## BRANO DI LETTURA
********************

La sentenza

La Corte silura l'accusa: «Gli abusi? Uno, non 17»

Condannato a 31 mesi in parte sospesi l'uomo del Luganese accusato di aver picchiato e abusato della moglie – Per il giudice Marco Villa, mancano elementi sufficienti per decidere
© CdT/Gabriele Putzu

«Non sto dicendo che lei non abbia commesso i fatti; è che non è possibile stabilirlo». È con queste parole che il presidente della Corte delle Assise criminali, il giudice Marco Villa (a latere Fabrizio Monaci e Giovanna Canepa Meuli), ha sostanzialmente assolto da quasi tutti i capi di imputazione principali il 52.enne del Luganese alla sbarra da mercoledì con l’accusa di aver abusato, una quindicina di volte, e picchiato la moglie nel settembre dello scorso anno. Oltre a ciò, le avrebbe anche appoggiato la canna di una pistola contro la fronte per spaventarla.

Nei suoi confronti, lo ricordiamo, la procuratrice pubblica Margherita Lanzillo aveva chiesto la condanna a 8 anni e 11 mesi di carcere per violenza carnale (in parte ripetuta), ripetuta coazione sessuale, tentate lesioni gravi (subordinatamente lesioni semplici), ripetuta coazione e ripetuta infrazione alla Legge federale sulle armi. La Corte ha deciso altrimenti: 31 mesi, 15 dei quali da scontare e la parte restante sospesa per 5 anni. E questo perché, ha motivato Villa, è stato possibile provare un solo episodio di coazione sessuale in virtù del principio in dubio pro reo. Ma la vicenda è probabilmente destinata a finire in Appello.

Critiche pesanti

La Corte ha duramente criticato l’operato del Ministero pubblico, smontandone in sostanza l’impianto accusatorio, ritenendo di non avere sufficienti elementi per decidere sulla base degli atti che le sono stati presentati. In estrema sintesi, non è stato possibile circostanziare ognuno dei presunti episodi a causa di «una violazione del principio accusatorio». L’atto d’accusa parla di «svariate occasioni, al massimo circa 17 volte». Una formulazione – ha affermato Villa durante la lettura della sentenza – «che non può essere accettata», poiché non permette di stabilire «quale sia stata l’esatta sequenza fattuale degli atti sessuali e il loro esito». Una limitazione, ha proseguito Villa, «che ha impedito alla Corte di soppesare le dichiarazioni della vittima (accusatrice privata e rappresentata dall'avvocato Benedetta Noli) o di contrastarle con dichiarazioni dell’imputato». Per la Corte delle Assise criminali, occorreva cioè analizzare e descrivere singolarmente tutti i presunti 17 casi; invece, «si è partiti dall’idea che i fatti si siano svolti sempre nello stesso modo». Essendo stato un dibattimento indiziario, molto è dipeso dalla credibilità della vittima: le sue dichiarazioni – ha stabilito Villa – «sono state non sempre ma spesso non univoche, con contraddizioni che andavano chiarite con nuovi verbali o interrogatori».

********************

## OBIETTIVO A
Riporta parola per parola la parte dell'articolo sulla sentenza che inizia con le parole "La Corte silura" e termina dopo "fronte per spaventarla.".

## ESTRATTO DEI DATI
********************

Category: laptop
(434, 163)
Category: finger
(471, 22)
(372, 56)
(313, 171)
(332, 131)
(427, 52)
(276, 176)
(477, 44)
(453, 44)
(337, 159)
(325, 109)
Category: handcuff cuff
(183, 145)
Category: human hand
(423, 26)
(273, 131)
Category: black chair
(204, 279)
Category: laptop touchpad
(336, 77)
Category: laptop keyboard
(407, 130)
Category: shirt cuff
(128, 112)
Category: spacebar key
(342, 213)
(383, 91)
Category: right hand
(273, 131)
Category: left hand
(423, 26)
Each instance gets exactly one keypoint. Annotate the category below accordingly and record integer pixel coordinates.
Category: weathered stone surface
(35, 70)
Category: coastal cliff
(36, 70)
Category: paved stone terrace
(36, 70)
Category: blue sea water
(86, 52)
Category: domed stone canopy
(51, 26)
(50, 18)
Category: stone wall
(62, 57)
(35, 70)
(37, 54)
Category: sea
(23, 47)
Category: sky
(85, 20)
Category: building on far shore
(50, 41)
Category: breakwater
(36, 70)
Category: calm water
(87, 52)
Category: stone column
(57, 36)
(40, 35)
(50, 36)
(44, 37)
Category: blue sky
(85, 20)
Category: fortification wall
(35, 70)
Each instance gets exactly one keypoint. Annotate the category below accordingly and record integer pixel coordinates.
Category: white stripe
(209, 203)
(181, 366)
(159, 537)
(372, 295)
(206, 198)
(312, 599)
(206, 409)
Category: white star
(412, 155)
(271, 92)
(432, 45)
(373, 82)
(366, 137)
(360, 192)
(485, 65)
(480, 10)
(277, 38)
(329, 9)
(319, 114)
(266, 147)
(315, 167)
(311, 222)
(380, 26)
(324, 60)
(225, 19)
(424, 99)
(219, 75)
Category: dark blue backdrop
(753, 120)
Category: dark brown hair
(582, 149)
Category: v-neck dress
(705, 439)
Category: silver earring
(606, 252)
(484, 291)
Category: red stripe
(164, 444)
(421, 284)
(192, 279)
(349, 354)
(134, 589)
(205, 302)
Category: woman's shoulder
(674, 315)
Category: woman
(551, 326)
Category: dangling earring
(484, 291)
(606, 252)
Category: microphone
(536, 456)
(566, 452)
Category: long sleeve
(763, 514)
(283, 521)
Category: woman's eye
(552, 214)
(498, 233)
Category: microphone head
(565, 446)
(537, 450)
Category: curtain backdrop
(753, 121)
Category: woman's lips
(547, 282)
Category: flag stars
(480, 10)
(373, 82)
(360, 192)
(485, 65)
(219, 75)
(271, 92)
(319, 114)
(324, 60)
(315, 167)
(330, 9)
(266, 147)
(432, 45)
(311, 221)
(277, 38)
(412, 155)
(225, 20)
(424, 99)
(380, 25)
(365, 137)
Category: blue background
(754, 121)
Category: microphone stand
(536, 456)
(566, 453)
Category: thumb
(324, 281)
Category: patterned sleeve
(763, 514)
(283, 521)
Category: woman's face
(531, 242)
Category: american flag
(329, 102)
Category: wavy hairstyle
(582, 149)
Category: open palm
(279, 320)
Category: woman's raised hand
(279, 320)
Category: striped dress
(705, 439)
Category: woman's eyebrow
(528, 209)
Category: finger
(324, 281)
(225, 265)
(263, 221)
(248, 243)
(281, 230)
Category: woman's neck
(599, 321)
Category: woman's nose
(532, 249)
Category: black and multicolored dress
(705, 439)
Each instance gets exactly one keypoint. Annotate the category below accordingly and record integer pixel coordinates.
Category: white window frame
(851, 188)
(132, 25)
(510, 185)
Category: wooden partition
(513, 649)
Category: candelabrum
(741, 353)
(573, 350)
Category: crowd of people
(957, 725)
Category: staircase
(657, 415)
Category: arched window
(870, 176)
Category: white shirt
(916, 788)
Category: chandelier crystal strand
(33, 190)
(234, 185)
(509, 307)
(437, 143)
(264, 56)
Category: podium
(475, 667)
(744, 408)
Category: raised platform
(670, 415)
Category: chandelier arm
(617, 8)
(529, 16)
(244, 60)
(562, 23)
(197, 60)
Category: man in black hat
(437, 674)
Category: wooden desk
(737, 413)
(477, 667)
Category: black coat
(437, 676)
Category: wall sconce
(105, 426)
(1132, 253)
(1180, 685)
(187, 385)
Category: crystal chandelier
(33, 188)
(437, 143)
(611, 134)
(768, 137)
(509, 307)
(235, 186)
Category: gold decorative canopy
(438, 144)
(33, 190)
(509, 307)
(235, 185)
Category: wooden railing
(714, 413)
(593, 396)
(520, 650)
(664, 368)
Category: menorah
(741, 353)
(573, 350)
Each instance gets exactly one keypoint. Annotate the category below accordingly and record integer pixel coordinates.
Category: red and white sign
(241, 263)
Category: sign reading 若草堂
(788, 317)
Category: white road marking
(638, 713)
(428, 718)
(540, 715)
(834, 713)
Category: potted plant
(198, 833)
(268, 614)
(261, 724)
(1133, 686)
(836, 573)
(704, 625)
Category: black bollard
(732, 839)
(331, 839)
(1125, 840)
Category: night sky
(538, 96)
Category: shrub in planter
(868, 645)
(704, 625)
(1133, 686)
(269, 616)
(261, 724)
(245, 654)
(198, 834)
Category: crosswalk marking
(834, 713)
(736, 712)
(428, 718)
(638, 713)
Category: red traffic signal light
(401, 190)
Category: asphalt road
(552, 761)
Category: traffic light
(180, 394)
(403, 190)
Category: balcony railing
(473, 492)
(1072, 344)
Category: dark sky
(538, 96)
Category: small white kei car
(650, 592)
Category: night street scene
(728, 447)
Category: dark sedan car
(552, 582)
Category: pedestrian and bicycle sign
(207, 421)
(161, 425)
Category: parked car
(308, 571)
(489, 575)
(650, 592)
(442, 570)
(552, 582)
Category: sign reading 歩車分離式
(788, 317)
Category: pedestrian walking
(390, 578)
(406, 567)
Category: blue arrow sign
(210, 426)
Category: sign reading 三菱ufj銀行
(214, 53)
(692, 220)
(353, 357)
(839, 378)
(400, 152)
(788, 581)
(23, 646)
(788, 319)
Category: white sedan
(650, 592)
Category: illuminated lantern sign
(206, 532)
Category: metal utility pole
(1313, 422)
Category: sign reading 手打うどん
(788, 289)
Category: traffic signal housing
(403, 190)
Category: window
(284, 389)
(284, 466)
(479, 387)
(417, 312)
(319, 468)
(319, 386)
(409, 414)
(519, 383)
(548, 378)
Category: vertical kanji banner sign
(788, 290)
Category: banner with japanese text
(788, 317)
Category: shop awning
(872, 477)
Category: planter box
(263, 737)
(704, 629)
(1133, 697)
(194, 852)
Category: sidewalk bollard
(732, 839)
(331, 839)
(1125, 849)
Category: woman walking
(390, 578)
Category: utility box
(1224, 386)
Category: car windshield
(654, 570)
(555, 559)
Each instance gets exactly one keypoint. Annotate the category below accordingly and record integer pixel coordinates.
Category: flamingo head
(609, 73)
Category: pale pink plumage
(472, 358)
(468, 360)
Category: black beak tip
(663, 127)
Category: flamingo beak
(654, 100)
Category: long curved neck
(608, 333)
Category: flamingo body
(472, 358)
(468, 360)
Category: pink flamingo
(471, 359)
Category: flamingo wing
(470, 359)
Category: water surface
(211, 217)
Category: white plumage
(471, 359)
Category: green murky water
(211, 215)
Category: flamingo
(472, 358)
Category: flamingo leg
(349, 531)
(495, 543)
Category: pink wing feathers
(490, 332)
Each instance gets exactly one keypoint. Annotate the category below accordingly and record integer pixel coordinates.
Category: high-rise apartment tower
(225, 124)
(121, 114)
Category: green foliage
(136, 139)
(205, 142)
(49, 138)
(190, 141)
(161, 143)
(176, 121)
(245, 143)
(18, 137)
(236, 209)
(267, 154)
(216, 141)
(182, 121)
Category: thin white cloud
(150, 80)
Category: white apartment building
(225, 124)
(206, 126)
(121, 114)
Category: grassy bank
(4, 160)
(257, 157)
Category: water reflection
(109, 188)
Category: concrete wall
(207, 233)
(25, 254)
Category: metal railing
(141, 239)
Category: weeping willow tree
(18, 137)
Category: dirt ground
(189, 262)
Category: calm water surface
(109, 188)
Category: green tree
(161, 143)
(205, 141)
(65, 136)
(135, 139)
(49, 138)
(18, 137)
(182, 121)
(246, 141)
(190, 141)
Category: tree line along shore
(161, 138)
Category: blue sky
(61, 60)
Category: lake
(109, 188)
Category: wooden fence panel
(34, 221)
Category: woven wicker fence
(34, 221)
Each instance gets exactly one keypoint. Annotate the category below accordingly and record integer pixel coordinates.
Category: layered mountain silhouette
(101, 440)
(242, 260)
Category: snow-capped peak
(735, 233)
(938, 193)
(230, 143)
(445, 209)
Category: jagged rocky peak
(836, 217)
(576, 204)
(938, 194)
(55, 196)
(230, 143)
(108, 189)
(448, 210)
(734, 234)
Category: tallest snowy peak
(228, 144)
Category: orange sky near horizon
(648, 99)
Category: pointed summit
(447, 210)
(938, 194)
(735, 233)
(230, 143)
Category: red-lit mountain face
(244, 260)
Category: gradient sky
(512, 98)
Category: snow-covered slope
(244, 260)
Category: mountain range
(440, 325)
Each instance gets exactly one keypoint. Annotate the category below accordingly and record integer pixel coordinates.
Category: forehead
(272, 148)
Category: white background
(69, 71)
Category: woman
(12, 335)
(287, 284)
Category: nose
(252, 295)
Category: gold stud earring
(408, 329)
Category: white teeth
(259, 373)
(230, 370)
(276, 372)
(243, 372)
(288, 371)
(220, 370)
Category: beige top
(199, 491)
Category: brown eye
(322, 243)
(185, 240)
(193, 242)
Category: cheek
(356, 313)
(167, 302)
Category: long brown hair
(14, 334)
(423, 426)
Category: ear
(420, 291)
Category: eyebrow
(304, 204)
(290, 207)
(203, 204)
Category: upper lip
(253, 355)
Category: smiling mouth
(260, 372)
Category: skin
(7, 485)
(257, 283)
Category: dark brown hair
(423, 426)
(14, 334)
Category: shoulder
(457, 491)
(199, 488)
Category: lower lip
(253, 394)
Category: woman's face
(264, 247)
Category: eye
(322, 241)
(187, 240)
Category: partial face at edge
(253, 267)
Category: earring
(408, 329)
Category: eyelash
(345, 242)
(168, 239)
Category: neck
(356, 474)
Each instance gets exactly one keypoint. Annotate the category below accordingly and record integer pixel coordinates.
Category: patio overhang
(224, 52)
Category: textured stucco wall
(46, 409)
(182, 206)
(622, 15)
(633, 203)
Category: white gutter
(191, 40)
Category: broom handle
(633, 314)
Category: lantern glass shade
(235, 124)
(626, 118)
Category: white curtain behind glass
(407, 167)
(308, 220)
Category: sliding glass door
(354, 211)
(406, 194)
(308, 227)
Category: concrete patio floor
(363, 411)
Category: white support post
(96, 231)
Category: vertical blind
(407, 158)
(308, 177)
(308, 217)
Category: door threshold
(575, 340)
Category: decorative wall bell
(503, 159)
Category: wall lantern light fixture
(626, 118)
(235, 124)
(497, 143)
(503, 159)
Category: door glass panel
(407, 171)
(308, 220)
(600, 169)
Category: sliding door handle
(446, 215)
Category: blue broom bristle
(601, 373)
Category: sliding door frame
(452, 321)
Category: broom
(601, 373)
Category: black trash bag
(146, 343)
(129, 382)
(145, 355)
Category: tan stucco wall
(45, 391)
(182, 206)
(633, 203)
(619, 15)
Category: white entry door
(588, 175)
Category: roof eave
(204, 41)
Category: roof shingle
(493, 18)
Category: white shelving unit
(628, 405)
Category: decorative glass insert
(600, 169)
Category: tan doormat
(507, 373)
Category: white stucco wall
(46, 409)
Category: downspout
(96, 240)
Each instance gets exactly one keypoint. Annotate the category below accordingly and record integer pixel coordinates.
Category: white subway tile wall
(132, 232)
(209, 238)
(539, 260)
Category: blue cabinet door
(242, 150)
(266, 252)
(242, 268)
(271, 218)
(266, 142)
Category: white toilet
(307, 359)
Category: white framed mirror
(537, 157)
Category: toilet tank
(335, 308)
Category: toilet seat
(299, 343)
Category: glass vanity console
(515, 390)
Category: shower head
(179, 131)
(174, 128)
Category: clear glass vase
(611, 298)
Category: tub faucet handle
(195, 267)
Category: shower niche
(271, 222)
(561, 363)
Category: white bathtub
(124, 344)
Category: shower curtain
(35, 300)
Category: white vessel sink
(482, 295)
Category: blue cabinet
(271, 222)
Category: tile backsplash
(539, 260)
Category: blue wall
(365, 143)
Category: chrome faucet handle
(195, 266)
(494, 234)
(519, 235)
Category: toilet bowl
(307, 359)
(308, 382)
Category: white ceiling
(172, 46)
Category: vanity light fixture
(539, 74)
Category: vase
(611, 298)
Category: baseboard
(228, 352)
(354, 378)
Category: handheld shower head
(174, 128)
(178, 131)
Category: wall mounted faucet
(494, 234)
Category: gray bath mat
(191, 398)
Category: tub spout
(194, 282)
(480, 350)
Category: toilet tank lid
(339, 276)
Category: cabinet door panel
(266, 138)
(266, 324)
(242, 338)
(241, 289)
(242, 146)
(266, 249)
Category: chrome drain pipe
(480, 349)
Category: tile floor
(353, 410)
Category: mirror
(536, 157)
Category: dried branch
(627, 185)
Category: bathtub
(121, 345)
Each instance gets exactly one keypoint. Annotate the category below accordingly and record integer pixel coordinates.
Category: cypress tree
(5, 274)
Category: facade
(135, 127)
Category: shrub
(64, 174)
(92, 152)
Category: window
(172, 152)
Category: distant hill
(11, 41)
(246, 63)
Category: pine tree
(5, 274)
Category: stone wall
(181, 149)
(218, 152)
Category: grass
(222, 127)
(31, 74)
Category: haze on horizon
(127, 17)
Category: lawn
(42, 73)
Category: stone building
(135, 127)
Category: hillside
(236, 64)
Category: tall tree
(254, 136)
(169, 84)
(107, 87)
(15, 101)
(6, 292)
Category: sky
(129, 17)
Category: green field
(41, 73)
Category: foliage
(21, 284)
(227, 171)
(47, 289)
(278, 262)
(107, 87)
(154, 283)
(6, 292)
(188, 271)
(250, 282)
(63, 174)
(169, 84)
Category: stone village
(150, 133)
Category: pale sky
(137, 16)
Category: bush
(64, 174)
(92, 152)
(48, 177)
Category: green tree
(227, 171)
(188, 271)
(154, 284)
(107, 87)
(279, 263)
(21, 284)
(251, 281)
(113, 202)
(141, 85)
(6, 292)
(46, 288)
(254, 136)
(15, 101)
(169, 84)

********************

## OBIETTIVO B
Quali righe contengono la stringa "reading"? Selezionale e copiale tutte, distinguendo tra maiuscole e minuscole.

## SOLUZIONE A
La Corte silura l'accusa: «Gli abusi? Uno, non 17»

Condannato a 31 mesi in parte sospesi l'uomo del Luganese accusato di aver picchiato e abusato della moglie – Per il giudice Marco Villa, mancano elementi sufficienti per decidere
© CdT/Gabriele Putzu

«Non sto dicendo che lei non abbia commesso i fatti; è che non è possibile stabilirlo». È con queste parole che il presidente della Corte delle Assise criminali, il giudice Marco Villa (a latere Fabrizio Monaci e Giovanna Canepa Meuli), ha sostanzialmente assolto da quasi tutti i capi di imputazione principali il 52.enne del Luganese alla sbarra da mercoledì con l’accusa di aver abusato, una quindicina di volte, e picchiato la moglie nel settembre dello scorso anno. Oltre a ciò, le avrebbe anche appoggiato la canna di una pistola contro la fronte per spaventarla.

## SOLUZIONE B
Category: sign reading 若草堂
Category: sign reading 歩車分離式
Category: sign reading 三菱ufj銀行
Category: sign reading 手打うどん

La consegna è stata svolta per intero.